Christ's way made no sense to Peter's flesh. His way never does. Our flesh will rise up against it every time. Every time, so long as we live and operate in our flesh, we will dispute, not come. Not die. Every time we do so, we will have the interests of our flesh, and the devil who operates through it, at the forefront. We're sure our way is the better one. We're sure He must be mistaken. We don't want His way, and we certainly don't want the cross, His cross, that He leads us to. We desire the resurrection life He promises, but we don't want to have to die in order to lay hold of it. There must be an easier, less costly way, and that's the way we want. So we go on...in our flesh...in our weakness....and in our defeat. We may strive valiantly, but in the end, we are overcome. The more realistic way becomes what it has always been....the way of death.
Where are we disputing, rather than coming, yielding, dying today? So many keep "bumping up" against the same sin, the same crippling habit or addiction, behavior, or attitude. Jesus Christ's answer to all of it is His cross. Our flesh is sure there is a better, more realistic way, so we continue the bumping up, and we never rise up in His life. We keep taking Jesus aside, whereas He calls us apart.
There are always two ways before us; what we think is the realistic way, and His way, which will always lead to a cross, which leads to resurrection life right now. In John 6, Jesus presented to His followers the spiritual ultimatum that if they were to follow Him, they like Him, must choose the way of the cross. Scripture tells us that most of them did not continue to follow. He presented His Way. They chose what they saw as a more realistic one. As He presents the choice to you today, what do you choose? Do you seek to to take Him aside, or worse, choose to go no further? Or do you come, as you are, with all that you are, as He calls you apart....and out from?

• [Listed records]:
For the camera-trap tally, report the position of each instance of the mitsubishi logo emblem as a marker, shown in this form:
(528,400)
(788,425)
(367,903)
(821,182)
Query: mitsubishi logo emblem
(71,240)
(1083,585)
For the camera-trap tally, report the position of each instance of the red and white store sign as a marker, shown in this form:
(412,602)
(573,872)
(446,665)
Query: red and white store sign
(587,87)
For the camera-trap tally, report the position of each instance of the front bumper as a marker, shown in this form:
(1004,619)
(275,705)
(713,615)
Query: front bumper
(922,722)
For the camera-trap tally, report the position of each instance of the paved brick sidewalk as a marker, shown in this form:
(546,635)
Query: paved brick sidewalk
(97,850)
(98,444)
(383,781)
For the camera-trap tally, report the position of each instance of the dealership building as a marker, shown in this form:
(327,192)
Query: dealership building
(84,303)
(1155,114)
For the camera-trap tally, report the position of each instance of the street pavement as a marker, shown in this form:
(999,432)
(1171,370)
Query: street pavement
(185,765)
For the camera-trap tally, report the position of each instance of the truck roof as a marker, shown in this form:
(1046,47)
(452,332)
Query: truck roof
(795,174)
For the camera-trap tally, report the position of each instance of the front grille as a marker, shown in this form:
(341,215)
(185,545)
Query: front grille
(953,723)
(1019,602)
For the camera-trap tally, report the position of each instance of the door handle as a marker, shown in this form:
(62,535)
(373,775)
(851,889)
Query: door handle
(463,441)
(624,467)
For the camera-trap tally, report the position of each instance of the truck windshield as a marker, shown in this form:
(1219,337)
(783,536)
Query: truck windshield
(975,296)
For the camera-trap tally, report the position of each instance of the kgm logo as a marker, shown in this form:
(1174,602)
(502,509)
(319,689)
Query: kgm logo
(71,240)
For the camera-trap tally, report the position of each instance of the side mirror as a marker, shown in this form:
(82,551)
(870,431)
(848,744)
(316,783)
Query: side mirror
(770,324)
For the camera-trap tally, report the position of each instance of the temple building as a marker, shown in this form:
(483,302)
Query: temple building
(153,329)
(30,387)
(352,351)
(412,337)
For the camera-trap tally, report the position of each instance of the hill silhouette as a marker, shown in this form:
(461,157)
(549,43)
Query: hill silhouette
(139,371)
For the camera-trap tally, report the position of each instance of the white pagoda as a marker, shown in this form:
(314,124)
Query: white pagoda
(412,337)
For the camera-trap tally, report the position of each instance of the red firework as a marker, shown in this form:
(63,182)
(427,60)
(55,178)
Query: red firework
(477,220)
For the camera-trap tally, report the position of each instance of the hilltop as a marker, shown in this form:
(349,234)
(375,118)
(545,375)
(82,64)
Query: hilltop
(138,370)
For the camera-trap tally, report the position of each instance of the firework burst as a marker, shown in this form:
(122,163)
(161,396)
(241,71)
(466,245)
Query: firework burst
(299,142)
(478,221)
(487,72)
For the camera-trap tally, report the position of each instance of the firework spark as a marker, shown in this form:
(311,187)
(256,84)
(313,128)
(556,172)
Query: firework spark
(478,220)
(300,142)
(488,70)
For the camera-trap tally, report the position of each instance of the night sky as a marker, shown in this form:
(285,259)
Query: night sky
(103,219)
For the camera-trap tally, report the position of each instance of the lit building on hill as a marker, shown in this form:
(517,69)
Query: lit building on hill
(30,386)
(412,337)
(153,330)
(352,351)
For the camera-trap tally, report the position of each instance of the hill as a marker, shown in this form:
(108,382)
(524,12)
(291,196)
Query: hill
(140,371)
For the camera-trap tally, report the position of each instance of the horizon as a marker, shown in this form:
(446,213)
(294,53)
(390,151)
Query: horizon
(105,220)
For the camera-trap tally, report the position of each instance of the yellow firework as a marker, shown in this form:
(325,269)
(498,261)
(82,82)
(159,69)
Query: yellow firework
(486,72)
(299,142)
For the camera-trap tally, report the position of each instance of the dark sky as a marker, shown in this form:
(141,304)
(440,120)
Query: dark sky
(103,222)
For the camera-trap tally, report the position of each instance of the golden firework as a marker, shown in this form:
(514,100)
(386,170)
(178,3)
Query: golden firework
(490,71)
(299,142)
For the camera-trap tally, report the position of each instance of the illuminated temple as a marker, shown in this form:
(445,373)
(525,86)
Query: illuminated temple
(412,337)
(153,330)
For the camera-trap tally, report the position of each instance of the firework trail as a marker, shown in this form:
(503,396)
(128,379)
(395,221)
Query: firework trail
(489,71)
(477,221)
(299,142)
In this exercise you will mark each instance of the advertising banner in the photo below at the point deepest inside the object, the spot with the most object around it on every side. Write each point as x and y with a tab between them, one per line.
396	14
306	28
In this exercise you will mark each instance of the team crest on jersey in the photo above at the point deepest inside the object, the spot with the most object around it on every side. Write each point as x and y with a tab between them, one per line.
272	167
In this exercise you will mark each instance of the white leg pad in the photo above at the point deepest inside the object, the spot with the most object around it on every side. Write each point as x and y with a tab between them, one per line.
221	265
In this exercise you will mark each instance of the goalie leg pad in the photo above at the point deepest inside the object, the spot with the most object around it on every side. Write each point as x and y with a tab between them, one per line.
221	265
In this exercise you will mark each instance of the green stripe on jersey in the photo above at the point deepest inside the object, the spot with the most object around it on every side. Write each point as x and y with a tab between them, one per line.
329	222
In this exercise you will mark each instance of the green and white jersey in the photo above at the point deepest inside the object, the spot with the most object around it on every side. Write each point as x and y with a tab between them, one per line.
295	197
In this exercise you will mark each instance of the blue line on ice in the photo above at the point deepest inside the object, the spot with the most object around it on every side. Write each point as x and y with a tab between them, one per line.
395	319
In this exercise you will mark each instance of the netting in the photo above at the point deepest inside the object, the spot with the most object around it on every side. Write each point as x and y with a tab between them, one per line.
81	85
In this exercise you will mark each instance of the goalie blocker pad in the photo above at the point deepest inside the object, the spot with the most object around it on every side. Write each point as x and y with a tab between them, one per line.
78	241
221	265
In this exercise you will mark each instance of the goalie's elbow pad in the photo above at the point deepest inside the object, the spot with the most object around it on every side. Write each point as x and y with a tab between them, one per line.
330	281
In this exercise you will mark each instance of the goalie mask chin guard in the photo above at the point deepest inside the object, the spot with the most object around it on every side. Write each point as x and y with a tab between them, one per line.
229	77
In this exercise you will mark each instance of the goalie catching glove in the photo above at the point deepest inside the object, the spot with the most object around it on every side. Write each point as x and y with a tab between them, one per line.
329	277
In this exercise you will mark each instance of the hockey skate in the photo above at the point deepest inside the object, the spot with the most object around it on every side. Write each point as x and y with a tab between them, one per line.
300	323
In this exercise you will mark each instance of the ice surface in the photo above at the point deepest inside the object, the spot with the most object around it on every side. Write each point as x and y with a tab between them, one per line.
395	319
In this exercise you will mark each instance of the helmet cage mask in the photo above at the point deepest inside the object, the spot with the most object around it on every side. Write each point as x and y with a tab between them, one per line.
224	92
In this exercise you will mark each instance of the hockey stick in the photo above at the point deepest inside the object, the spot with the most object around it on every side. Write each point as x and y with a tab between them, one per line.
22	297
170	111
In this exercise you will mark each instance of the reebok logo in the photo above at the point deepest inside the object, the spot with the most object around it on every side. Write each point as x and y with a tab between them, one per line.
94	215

• [Directions]: Please carry on the passage about choosing the way of the cross over the more realistic way, starting after its final sentence.

• [Solved exercise]:
Blessings,
Pastor O

Wednesday, September 18, 2019

Heart Tracks - Praying Through

"Commit your way unto the Lord, trust also in Him, and He will bring it to pass." Psalm 37:5....."A man quietly reading a newspaper may not look as pious as a man on his knees in prayer. But if he has committed his way unto the Lord and left it with Him, while he calmly moves on to something else, he is a better Christian than one who never leaves his way with the Lord but is always trying to." Vance Havner
Why do we find it so hard to actually live out the command, and it is a command, and a promise too, of the above Scripture? Why are we so often much more like the man on his knees, constantly seeking peace and rest, than we are the man with the newspaper, actually living in His peace and rest? Why can we not reach the place that we know we want to reach? What's the blockage? Does God just dangle His promised rest before us like a carrot on a stick? Of course not, but so few of us ever enter into the fullness of that rest. We're in the main, an anxious, stressed out, weary people. Why does His promise not bear fruit in us?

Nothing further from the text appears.